Aim of the task: Restating the data word for word is all that is required.

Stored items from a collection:
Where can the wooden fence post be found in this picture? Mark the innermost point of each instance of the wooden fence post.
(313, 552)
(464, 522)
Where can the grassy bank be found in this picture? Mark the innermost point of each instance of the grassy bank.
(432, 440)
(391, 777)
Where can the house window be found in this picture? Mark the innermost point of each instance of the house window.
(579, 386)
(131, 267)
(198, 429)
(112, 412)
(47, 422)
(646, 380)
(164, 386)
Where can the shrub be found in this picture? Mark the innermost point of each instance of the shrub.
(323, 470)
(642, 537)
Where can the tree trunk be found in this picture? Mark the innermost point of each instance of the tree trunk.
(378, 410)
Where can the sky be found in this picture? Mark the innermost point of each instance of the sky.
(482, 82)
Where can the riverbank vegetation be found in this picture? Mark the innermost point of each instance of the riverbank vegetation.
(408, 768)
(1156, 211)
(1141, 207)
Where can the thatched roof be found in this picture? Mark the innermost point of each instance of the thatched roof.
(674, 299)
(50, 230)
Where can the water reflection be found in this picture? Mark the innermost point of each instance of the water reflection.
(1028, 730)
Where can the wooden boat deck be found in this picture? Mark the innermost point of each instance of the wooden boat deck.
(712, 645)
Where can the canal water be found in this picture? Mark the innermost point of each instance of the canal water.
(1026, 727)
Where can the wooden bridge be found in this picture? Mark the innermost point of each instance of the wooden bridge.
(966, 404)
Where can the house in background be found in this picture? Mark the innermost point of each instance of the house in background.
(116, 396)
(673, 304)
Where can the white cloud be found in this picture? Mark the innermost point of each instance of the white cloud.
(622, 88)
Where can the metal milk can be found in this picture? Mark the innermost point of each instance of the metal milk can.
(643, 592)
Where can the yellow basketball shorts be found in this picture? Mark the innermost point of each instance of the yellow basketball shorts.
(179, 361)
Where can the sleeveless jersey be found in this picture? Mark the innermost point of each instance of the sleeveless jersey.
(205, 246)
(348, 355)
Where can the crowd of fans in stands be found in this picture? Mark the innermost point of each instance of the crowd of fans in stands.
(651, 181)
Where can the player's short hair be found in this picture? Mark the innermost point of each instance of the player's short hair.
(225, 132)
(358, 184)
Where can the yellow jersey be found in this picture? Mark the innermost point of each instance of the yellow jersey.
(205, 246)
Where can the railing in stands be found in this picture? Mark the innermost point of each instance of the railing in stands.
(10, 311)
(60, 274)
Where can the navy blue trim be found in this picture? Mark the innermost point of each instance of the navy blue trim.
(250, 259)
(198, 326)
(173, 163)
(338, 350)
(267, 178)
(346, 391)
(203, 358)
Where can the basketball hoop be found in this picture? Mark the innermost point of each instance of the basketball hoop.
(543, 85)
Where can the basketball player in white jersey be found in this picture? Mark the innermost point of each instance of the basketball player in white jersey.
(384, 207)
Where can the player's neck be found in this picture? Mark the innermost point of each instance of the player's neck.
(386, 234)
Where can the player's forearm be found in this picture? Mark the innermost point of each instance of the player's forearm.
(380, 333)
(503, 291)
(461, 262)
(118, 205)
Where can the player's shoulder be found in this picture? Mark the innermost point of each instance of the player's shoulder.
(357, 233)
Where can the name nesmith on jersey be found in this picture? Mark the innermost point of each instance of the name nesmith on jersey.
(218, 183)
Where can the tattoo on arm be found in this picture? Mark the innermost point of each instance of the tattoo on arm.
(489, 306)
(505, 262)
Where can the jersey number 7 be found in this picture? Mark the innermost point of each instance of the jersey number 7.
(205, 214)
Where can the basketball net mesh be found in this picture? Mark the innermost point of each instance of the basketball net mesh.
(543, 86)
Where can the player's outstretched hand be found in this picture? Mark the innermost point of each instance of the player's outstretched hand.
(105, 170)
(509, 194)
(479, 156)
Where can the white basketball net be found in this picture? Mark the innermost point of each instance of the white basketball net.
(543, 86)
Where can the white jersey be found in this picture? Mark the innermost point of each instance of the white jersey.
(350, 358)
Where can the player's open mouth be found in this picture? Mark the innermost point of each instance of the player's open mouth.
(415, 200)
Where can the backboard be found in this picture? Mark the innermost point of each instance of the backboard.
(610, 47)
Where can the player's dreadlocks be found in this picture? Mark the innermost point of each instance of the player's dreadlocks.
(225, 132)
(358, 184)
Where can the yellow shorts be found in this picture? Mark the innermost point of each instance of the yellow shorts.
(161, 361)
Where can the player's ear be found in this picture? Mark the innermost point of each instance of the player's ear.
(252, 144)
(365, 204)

Task output:
Where can the wooden fence post be found in this picture? Mark the innermost point of each instance of the wooden fence post.
(313, 552)
(464, 522)
Where can the grassy bank be found in this picture? Mark the innermost point of each instance of the grassy bank.
(432, 440)
(391, 777)
Where can the house window be found in this picture? Mark the innermost point of each instance of the house window.
(579, 386)
(131, 267)
(198, 429)
(112, 412)
(47, 422)
(646, 380)
(164, 386)
Where can the shrub be found in this picture? Mark the innermost point of each instance of the shrub.
(323, 470)
(642, 537)
Where can the tree trunk be found in this picture? Mark the innermost point of each instance of the tree trunk.
(378, 410)
Where can the sky be found in this picture? Mark the innermost point of each instance of the sky.
(482, 82)
Where can the riverbank vegetation be found in this picture? Mark the innermost point of each instance of the riverbank vegetation.
(408, 768)
(1156, 211)
(1141, 207)
Where can the thatched roof be found in this picture? Mark the innermost point of each instance of the thatched roof.
(674, 299)
(50, 230)
Where can the water reflection be found in this picture? Mark the innermost point of each instance of the water reflection.
(1028, 730)
Where can the wooden boat deck be found in this picture? Mark the innermost point of each instance of the wooden boat deck.
(712, 645)
Where can the canal water be found in this picture? Mark the innermost point of each instance of the canal water.
(1026, 727)
Where can the wooden bridge be found in this picture? Mark the innermost point of each instance of the wooden bridge.
(966, 404)
Where can the house in background be found in this picture? Mark the innermost point of each instance of the house in background.
(116, 396)
(673, 304)
Where can the white cloud be found in this picture? Mark the innermost point of each instance of the white cloud.
(622, 88)
Where can the metal milk can be found in this picture? Mark the innermost point of each instance of the metal milk can.
(643, 592)
Where can the yellow basketball shorts be found in this picture? Mark the innermost point of each instance of the yellow basketball shorts.
(179, 361)
Where can the sleeveless jersey be found in this picture? Mark the innermost point of each instance of the sleeveless jersey.
(205, 246)
(348, 355)
Where can the crowd of fans in stands be found in this picture? Mark the innermost point of each instance of the crowd of fans in stands.
(651, 181)
Where can the player's short hair be found in this picture? Mark the innermost point of each instance of the player's short hair.
(225, 132)
(358, 184)
Where can the yellow jersey be found in this picture? Mark the innermost point of each instance of the yellow jersey.
(205, 246)
Where can the railing in stands be found in this picture? Mark the innermost point of each instance of the railing in stands.
(10, 311)
(60, 274)
Where can the navy blue trim be found in this picture? Mark the innermost point of each instance of the navy blue trim.
(250, 259)
(198, 326)
(173, 163)
(338, 350)
(267, 178)
(346, 391)
(203, 358)
Where can the basketball hoop be found in this picture? Mark the innermost point of each instance of the basketball hoop.
(543, 85)
Where can the basketball player in white jersey be found in this picture? Mark the innermost point of each instance of the basketball player in white jersey.
(384, 207)
Where can the player's neck be found in this picture? Mark the innermost point of each instance of the player's neck.
(386, 234)
Where can the player's forearm be found in this picture? Mark the innermost point of each instance of the player's forearm.
(380, 333)
(503, 291)
(461, 262)
(118, 205)
Where can the player's shoulder be found in this picture? Mark the innermost point of each instance of the player's shoulder.
(357, 233)
Where can the name nesmith on jersey be found in this picture? Mark the innermost point of each instance of the name nesmith on jersey.
(218, 183)
Where can the tattoo on arm be found in this picture? Mark the innermost point of each instance of the tattoo on arm.
(489, 306)
(505, 262)
Where can the jersey number 7 be found in this picture? Mark the innermost point of each instance of the jersey number 7.
(205, 214)
Where can the basketball net mesh be found in this picture? Mark the innermost point of each instance of the basketball net mesh.
(543, 86)
Where can the player's outstretched hand be found in this picture? Mark the innermost point of each instance of the player's outstretched hand.
(105, 170)
(509, 194)
(479, 156)
Where can the white basketball net be found in this picture? Mark the innermost point of each instance of the white basketball net.
(543, 86)
Where can the white jersey be found in this picture? Mark the innermost point of each instance of the white jersey.
(350, 358)
Where can the player's open mouth be found in this picture? Mark the innermost point of each instance of the player's open mouth.
(415, 200)
Where can the backboard be found in this picture? Mark the innermost point of each instance of the backboard.
(610, 47)
Where can the player's dreadlocks be found in this picture? Mark the innermost point of each instance of the player's dreadlocks.
(225, 132)
(358, 184)
Where can the yellow shorts be found in this picture? Mark the innermost point of each instance of the yellow shorts.
(161, 361)
Where can the player's ear be found in this picture? Mark the innermost point of each instance of the player's ear.
(252, 144)
(365, 204)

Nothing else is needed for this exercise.